-------- Data provided
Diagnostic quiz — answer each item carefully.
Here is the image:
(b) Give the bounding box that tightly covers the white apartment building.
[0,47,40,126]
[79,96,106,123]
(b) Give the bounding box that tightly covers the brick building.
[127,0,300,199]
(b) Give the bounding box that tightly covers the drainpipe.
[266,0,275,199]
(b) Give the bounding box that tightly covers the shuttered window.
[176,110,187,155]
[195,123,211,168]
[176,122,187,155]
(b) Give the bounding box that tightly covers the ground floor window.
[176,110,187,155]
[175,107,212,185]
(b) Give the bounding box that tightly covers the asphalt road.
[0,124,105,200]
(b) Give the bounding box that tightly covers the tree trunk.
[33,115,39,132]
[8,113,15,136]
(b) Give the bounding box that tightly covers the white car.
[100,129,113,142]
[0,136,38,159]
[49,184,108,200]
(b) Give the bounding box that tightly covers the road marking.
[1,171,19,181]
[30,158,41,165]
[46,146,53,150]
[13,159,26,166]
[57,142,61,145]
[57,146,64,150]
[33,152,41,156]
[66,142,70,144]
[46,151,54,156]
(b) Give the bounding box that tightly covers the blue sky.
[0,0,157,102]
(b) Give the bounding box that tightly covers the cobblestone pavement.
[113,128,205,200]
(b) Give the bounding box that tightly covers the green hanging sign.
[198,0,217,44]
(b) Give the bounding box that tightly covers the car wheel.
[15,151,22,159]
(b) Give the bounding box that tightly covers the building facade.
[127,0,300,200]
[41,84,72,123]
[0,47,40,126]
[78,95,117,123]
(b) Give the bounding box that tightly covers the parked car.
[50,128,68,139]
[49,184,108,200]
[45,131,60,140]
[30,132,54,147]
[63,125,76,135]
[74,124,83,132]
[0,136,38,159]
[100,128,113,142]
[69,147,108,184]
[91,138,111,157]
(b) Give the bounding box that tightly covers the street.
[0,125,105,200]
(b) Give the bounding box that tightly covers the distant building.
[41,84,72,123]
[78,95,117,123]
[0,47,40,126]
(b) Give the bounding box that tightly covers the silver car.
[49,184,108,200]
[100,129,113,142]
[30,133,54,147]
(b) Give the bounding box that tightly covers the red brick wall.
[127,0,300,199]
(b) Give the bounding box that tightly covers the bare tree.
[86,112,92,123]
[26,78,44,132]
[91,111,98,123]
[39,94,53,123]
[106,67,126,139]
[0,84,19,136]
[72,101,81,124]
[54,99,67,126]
----------------
■ **Task details**:
Repeat each of the entries exactly as written.

■ **Result for this exercise**:
Diagnostic quiz — answer each item carefully.
Here is the image:
(b) Give the bounding box that tightly covers the white apartment building.
[0,47,40,126]
[79,96,106,123]
(b) Give the bounding box that tightly covers the brick building.
[127,0,300,199]
(b) Give the bounding box that tightly covers the drainpipe.
[266,0,275,199]
(b) Give the bounding box that tightly covers the shuttered window.
[176,110,187,155]
[195,123,211,168]
[176,122,187,155]
(b) Give the bounding box that tightly covers the ground floor window.
[176,110,187,155]
[175,107,212,185]
(b) Give the bounding box that tightly covers the asphalt road.
[0,124,105,200]
(b) Give the bounding box that tightly covers the tree trunk.
[33,115,39,132]
[8,113,15,136]
(b) Give the bounding box that tightly covers the white car.
[100,129,113,142]
[0,136,38,159]
[49,184,108,200]
(b) Give the bounding box that tightly covers the road marking.
[1,171,19,181]
[30,158,41,165]
[46,146,53,150]
[13,159,26,166]
[57,142,61,145]
[57,146,64,150]
[33,152,41,156]
[66,142,70,144]
[46,151,54,156]
(b) Give the bounding box that tightly covers the blue sky.
[0,0,157,102]
(b) Give the bounding box that tightly covers the cobblestone pavement.
[113,128,205,200]
(b) Give the bounding box that tightly covers the green hanging sign.
[198,0,217,44]
(b) Give the bounding box that tightly covers the car wheel.
[15,151,22,159]
(b) Give the bounding box that tightly covers the building facade.
[127,0,300,200]
[41,84,72,123]
[0,47,40,126]
[78,95,117,123]
(b) Give the bounding box that tightly covers the parked car.
[50,128,68,139]
[49,184,108,200]
[45,131,60,140]
[30,132,54,147]
[63,125,76,135]
[74,124,83,132]
[0,136,38,159]
[100,128,113,142]
[69,147,108,184]
[91,138,111,157]
(b) Give the bounding box that tightly covers the street.
[0,125,105,200]
(b) Give the bounding box that tightly covers the distant building.
[41,84,72,123]
[78,95,117,123]
[0,47,40,126]
(b) Give the bounding box that tightly covers the silver car.
[49,184,108,200]
[100,129,113,142]
[30,133,54,147]
(b) Give the bounding box that tightly covers the red brick wall.
[127,0,300,199]
(b) Give the bounding box that tightly covers the bare tree.
[86,112,92,123]
[26,78,44,132]
[91,111,98,123]
[39,94,53,123]
[106,67,126,139]
[0,84,19,136]
[72,101,81,124]
[54,99,67,126]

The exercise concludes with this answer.